#### Supplied entries
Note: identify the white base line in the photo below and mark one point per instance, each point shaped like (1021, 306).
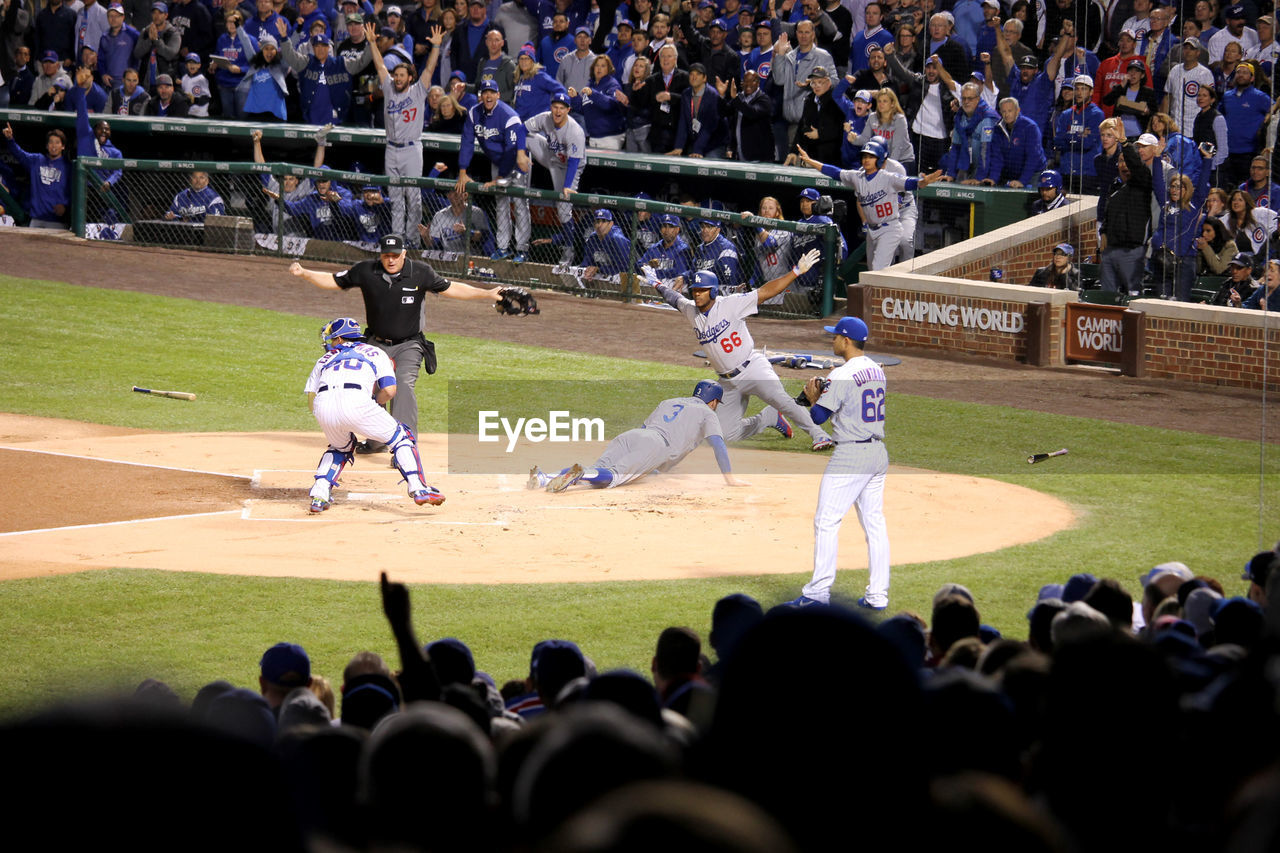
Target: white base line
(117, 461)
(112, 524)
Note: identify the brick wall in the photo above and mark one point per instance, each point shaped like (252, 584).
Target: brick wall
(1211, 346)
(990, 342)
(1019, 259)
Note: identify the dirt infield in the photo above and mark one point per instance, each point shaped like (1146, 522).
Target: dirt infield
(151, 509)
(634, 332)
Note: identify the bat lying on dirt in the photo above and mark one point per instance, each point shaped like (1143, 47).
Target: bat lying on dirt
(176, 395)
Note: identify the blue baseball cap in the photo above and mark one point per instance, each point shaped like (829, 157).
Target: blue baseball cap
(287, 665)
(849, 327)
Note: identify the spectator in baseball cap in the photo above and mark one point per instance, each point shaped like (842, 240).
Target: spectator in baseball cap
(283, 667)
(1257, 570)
########
### Problem description
Every line above that contains the word "identify" should be reported.

### Task output
Note: identify the white base line in the photo below and mark one point per instance, each point shaped like (1021, 306).
Note: identify the brick wall in the photo above and mark one point per instance, each point shaped like (252, 584).
Note: identify the dirt infield in the photo above and mark one point per instance, each point shaped like (1146, 522).
Note: identify the bat lying on dirt in the photo above and mark one point per instance, each point shaped like (1143, 47).
Note: identify the blue baseball cap in the photo above and mark one point per instance, each point shaped like (829, 157).
Note: identify the spectator in baseball cap in the photo above and mark one point per instance, each point shaped like (842, 240).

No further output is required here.